_Lignes_:
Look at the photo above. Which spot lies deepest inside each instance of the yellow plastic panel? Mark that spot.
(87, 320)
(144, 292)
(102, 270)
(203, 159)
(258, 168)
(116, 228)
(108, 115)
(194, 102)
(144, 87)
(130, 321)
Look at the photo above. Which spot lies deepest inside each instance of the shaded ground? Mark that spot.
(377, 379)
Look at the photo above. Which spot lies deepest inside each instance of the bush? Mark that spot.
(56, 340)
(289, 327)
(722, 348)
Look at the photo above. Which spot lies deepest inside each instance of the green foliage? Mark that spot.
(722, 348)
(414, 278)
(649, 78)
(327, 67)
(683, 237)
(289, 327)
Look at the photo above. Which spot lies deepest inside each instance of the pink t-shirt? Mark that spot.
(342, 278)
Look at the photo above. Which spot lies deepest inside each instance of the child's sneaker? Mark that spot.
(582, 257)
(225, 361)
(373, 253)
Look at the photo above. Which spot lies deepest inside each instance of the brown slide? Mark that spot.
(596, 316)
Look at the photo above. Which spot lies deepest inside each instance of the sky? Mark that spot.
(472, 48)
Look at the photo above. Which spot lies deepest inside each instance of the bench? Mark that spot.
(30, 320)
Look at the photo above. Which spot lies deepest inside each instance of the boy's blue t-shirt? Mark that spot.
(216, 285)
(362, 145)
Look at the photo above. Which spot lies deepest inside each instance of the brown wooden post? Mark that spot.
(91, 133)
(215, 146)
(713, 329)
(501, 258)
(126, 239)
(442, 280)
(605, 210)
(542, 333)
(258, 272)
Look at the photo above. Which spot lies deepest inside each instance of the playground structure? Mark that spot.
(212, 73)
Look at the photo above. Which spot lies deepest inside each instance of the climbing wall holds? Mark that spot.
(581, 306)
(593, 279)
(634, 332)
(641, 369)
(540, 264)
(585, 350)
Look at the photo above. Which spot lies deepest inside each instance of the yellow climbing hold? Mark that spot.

_Objectif indiqué_: Recopiez sans rien changer les lignes, en partant de celle qui contient « bush? Mark that spot. » et en allant jusqu'à la dernière ligne.

_Résultat obtenu_:
Look at the photo above. Which spot lies deepest inside each instance of the bush? Mark that spot.
(56, 340)
(289, 327)
(722, 348)
Look at the photo above. Which spot lies deepest inside each instance of the green foliage? Mark that spot.
(722, 348)
(414, 278)
(649, 78)
(327, 67)
(683, 237)
(289, 327)
Look at the photo above. Which spot lies deepest inside each instance of the pink t-shirt? Mark that spot.
(342, 278)
Look at the photo above. Which spot lies deepest inside each instance of the child's sneaker? Mark that spot.
(582, 257)
(225, 361)
(373, 253)
Look at the photo above. Which spot lies deepest inside each instance of the brown slide? Mark that spot.
(596, 316)
Look at the photo above. Which spot lies deepest inside each instance of the sky? Mark that spot.
(472, 48)
Look at the photo above. Which spot lies deepest inside each instance of the bench? Mark that spot.
(30, 320)
Look at the photo above. Which spot lies deepest inside each instance of the boy's blue t-shirt? Mark that spot.
(216, 285)
(362, 145)
Look at the photo above. Which spot lies deepest inside each instance of the brown wooden post? Mark that spot.
(91, 133)
(215, 146)
(713, 329)
(501, 258)
(126, 239)
(442, 280)
(605, 210)
(542, 333)
(258, 272)
Look at the photo above. Which spot lies deepest inside each instance of the playground structure? Mark that spot.
(212, 73)
Look at the photo above. Which spot lies deepest inside each instance of the climbing wall holds? Mark that spot.
(581, 306)
(593, 279)
(634, 332)
(641, 369)
(540, 264)
(585, 350)
Look at the photo above. Which spot lies deepest inside each instance of the yellow climbing hold? Mark that spot.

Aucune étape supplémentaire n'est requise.